**Exercise data**
/---
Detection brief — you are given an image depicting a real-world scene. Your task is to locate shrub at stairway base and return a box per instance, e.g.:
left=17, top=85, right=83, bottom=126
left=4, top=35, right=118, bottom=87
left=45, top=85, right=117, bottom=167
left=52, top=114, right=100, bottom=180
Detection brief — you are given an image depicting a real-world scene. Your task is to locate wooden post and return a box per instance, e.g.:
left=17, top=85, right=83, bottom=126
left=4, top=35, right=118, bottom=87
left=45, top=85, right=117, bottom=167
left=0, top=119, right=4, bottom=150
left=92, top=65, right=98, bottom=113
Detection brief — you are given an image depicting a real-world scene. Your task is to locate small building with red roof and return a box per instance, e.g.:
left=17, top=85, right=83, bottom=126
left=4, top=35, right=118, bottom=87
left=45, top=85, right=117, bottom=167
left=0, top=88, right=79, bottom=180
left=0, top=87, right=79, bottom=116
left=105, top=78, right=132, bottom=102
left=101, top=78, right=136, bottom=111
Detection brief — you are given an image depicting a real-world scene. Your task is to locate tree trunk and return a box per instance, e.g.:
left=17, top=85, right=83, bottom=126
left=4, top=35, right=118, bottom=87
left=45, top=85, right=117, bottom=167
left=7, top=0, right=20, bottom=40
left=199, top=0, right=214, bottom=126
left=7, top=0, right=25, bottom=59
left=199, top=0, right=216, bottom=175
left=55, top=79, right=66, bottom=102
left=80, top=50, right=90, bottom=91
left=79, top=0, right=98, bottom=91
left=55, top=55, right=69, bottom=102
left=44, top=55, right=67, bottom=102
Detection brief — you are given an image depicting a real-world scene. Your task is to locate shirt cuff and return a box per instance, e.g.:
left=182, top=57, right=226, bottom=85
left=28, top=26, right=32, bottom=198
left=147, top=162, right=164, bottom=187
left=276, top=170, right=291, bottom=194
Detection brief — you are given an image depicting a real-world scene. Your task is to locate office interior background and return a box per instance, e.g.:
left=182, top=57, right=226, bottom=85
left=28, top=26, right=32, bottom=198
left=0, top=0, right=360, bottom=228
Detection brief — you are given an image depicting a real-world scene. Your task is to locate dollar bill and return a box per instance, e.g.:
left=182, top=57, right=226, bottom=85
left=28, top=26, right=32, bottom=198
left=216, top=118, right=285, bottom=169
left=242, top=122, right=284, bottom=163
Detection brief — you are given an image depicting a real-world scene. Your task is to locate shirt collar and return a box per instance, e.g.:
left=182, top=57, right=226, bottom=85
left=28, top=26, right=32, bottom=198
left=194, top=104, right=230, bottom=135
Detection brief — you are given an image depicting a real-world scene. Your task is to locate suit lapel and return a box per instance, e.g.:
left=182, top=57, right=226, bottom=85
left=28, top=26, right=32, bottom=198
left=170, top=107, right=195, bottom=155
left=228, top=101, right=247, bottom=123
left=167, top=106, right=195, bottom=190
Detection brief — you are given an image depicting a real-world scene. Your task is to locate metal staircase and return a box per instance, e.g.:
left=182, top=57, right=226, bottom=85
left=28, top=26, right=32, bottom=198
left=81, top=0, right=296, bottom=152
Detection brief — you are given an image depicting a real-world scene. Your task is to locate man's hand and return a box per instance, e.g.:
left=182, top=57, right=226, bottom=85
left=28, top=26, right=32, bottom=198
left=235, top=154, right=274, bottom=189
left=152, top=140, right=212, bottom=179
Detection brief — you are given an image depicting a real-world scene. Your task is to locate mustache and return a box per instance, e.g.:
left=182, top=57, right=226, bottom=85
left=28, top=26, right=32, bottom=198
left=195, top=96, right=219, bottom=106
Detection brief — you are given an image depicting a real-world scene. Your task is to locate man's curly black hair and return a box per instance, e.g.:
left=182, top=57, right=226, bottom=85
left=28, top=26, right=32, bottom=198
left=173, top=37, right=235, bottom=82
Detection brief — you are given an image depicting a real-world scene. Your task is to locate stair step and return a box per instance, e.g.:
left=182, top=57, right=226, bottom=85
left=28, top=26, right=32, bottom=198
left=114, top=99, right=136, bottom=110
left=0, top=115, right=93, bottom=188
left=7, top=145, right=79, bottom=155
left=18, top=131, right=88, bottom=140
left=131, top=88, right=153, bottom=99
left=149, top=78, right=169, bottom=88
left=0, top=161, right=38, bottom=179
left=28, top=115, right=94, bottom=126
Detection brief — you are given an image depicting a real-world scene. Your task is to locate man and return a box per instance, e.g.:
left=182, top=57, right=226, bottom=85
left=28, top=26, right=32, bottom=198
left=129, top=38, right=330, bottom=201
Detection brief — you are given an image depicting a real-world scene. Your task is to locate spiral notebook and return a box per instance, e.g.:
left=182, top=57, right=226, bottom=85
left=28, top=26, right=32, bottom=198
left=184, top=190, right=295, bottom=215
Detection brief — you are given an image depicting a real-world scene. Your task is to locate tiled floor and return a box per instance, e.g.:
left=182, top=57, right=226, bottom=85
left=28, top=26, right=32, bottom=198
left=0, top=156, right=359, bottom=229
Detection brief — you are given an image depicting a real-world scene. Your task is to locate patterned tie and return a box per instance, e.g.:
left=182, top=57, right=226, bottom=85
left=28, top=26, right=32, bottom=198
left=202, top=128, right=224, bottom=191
\---
**Assignment**
When a line above contains the string "shirt", copy that line.

**Solution to this problem**
Detection brief — you are given an image depicting a real-world scene. Your task is to locate shirt cuff and return a box per instance, e.g.:
Detection brief — you are given an image depicting a real-world scene. Your task is to locate shirt collar and return a box per instance, e.g.:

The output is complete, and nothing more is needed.